**Objective:** Format the listing below as a numbered list, starting from its first line and ending after the line that contains "point(1069, 573)". Omit blank lines.

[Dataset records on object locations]
+===+

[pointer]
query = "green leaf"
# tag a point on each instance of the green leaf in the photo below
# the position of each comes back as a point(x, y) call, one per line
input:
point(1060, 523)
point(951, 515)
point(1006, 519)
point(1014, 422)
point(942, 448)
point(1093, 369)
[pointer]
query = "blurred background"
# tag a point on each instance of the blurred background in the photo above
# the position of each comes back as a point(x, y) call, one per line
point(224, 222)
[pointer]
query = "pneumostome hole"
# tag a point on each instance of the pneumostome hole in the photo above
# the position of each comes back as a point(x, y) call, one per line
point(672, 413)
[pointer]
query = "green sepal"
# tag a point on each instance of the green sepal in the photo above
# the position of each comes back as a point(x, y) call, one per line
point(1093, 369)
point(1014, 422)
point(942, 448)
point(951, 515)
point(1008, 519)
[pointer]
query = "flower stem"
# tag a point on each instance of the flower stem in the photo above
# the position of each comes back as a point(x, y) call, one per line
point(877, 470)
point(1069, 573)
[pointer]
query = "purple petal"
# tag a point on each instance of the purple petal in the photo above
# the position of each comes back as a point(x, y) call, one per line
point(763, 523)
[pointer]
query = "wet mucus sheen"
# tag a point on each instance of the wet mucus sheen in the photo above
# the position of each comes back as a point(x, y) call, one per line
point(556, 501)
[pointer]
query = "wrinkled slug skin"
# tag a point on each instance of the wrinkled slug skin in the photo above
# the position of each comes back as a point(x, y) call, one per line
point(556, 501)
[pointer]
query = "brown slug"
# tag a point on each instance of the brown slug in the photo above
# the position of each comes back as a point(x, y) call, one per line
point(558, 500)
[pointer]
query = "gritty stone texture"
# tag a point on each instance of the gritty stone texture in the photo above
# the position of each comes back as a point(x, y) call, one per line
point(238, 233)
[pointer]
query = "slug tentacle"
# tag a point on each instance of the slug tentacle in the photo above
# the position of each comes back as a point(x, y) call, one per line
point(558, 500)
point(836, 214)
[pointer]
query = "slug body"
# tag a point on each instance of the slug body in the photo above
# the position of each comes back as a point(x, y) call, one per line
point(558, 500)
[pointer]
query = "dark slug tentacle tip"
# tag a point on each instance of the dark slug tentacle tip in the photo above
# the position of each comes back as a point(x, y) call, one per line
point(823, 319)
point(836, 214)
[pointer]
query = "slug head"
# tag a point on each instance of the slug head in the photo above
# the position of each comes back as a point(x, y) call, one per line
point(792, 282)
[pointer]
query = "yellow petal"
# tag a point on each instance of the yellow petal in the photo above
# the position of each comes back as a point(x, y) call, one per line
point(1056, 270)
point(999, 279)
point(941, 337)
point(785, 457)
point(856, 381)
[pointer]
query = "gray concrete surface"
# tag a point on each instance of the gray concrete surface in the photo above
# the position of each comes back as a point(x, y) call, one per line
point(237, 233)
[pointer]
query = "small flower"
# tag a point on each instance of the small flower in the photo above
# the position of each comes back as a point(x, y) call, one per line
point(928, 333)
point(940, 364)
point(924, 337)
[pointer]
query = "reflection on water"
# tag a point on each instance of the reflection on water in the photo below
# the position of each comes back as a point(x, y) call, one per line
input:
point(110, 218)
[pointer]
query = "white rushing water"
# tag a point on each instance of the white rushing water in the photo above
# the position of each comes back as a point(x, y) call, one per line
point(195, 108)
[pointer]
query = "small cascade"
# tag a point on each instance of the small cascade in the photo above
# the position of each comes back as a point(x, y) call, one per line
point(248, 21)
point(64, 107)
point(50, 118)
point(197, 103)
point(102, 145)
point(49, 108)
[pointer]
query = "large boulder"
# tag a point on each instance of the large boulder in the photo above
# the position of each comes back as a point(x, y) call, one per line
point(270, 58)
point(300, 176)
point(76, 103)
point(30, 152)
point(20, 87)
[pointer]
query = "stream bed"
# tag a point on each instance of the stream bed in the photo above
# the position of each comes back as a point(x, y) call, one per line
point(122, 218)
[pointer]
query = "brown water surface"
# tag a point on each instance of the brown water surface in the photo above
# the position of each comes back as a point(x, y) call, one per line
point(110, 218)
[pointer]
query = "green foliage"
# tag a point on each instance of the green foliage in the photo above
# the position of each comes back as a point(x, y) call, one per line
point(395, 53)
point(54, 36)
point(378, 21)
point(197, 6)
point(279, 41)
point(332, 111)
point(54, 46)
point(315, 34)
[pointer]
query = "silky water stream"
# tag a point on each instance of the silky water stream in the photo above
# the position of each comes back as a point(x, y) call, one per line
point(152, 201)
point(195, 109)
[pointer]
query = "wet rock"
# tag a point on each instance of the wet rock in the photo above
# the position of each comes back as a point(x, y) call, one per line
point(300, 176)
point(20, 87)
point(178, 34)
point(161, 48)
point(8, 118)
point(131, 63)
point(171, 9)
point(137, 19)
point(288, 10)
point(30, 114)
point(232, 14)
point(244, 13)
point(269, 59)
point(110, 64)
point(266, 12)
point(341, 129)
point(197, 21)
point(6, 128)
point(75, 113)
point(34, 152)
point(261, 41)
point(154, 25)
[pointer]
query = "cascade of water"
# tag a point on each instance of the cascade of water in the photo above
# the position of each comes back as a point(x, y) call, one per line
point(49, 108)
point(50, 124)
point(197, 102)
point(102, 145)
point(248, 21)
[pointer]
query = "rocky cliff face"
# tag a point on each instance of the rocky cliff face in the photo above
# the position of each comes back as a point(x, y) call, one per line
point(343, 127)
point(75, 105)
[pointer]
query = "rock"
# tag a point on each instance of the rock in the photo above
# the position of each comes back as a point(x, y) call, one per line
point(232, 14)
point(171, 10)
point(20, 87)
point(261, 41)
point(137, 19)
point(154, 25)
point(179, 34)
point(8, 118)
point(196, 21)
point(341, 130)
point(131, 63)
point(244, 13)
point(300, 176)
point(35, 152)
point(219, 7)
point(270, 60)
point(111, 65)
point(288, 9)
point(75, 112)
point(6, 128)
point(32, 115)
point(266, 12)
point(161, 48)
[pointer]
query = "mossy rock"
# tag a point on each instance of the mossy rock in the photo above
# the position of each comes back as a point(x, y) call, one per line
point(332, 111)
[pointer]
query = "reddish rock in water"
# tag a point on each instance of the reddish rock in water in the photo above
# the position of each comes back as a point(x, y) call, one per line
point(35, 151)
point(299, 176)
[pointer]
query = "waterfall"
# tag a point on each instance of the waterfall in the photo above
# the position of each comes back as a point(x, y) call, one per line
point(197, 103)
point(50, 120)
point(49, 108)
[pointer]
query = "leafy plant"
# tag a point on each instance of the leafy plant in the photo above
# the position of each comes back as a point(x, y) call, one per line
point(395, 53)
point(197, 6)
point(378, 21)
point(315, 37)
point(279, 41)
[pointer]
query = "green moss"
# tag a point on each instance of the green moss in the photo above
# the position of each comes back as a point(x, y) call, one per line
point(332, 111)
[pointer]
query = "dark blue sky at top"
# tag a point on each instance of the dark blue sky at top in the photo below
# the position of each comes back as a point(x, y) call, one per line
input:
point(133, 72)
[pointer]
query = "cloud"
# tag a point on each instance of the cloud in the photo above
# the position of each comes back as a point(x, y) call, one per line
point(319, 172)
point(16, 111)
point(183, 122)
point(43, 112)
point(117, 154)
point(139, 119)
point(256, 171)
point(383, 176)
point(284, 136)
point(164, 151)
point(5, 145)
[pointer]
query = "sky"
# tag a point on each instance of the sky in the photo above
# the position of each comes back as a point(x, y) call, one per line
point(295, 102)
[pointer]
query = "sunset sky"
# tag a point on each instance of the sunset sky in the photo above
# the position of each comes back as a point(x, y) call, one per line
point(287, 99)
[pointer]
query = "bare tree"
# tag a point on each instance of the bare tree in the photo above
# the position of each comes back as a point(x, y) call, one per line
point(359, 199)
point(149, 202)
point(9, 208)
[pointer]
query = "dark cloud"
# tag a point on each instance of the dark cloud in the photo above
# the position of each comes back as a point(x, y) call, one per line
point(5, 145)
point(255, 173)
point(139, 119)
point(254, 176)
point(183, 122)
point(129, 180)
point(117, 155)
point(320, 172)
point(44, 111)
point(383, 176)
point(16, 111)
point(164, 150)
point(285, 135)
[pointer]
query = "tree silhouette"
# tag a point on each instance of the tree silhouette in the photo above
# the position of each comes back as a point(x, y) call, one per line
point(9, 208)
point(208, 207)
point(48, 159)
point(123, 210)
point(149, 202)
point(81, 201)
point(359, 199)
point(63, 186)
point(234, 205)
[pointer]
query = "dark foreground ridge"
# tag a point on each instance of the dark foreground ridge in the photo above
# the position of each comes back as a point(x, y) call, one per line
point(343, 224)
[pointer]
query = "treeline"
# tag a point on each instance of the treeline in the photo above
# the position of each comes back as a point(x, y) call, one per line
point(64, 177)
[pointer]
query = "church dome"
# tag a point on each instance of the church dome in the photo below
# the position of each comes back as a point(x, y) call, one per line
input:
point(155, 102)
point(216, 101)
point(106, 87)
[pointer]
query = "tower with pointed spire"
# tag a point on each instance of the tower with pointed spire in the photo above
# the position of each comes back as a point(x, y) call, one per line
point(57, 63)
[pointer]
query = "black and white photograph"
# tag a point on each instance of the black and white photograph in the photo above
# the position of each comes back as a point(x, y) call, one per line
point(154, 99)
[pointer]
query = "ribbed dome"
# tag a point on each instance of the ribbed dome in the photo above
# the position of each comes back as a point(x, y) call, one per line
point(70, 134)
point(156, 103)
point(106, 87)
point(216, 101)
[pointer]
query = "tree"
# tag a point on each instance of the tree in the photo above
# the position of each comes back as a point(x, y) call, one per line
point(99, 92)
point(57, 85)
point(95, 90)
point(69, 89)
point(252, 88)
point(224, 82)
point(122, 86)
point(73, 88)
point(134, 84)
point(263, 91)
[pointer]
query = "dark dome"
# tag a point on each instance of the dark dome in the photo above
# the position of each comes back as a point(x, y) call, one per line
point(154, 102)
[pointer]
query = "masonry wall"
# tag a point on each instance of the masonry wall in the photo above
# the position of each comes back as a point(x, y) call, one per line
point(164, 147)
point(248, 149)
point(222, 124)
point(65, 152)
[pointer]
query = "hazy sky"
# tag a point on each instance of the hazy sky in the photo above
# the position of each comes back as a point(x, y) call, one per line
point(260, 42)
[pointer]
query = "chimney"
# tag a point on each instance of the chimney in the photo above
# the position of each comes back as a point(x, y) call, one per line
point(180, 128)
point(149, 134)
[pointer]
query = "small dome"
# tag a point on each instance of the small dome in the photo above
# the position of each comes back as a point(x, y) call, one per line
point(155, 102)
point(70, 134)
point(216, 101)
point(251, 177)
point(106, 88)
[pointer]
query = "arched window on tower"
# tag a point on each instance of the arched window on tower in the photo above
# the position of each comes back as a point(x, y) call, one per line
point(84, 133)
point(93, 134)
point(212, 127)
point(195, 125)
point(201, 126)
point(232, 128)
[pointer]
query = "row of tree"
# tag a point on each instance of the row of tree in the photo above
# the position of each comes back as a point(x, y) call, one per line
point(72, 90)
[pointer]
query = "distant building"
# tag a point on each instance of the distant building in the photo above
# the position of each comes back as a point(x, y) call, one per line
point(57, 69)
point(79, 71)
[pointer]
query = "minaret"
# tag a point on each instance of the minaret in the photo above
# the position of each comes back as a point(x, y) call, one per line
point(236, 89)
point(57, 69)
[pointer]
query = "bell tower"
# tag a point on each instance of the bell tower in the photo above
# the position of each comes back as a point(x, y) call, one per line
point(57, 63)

+===+

**Result of the task:**
1. [pointer]
2. query = "green leaf"
3. # tag a point on each instance of the green leaf in the photo below
4. # the position of each comes back as a point(x, y) call, one per line
5. input:
6. point(1060, 523)
7. point(951, 515)
8. point(1006, 519)
9. point(1014, 422)
10. point(942, 448)
11. point(1093, 369)
12. [pointer]
13. query = "blurred background"
14. # tag a point on each instance of the blurred background in the photo above
15. # the position of each comes back as a point(x, y) call, one per line
16. point(224, 222)
17. [pointer]
18. query = "pneumostome hole"
19. # tag a point on each instance of the pneumostome hole in the photo above
20. # the position of each comes back as a point(x, y) call, one per line
21. point(672, 413)
22. [pointer]
23. query = "green sepal"
24. # tag a point on each instance of the green sepal in the photo above
25. # the position of each comes back as a point(x, y) call, one per line
26. point(1093, 369)
27. point(1014, 422)
28. point(942, 448)
29. point(951, 515)
30. point(1008, 519)
31. [pointer]
32. query = "flower stem"
33. # tag a point on each instance of the flower stem in the photo above
34. # the position of each comes back as a point(x, y) call, one per line
35. point(877, 470)
36. point(1069, 573)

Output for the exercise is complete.